▶ _WHAT IS BEING ASKED_
Type out the entries again, matching each one exactly.

▶ _Recorded data_
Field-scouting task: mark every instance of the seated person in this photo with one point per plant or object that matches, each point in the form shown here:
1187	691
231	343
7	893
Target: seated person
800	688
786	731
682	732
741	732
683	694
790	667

▶ _COMPLETED EXERCISE_
Field-scouting task: mark every instance of the seated person in this photo with one point per plant or object that matches, each point in the form shown here:
1187	691
231	343
7	893
Target: seated person
800	688
786	731
682	732
741	732
683	694
790	667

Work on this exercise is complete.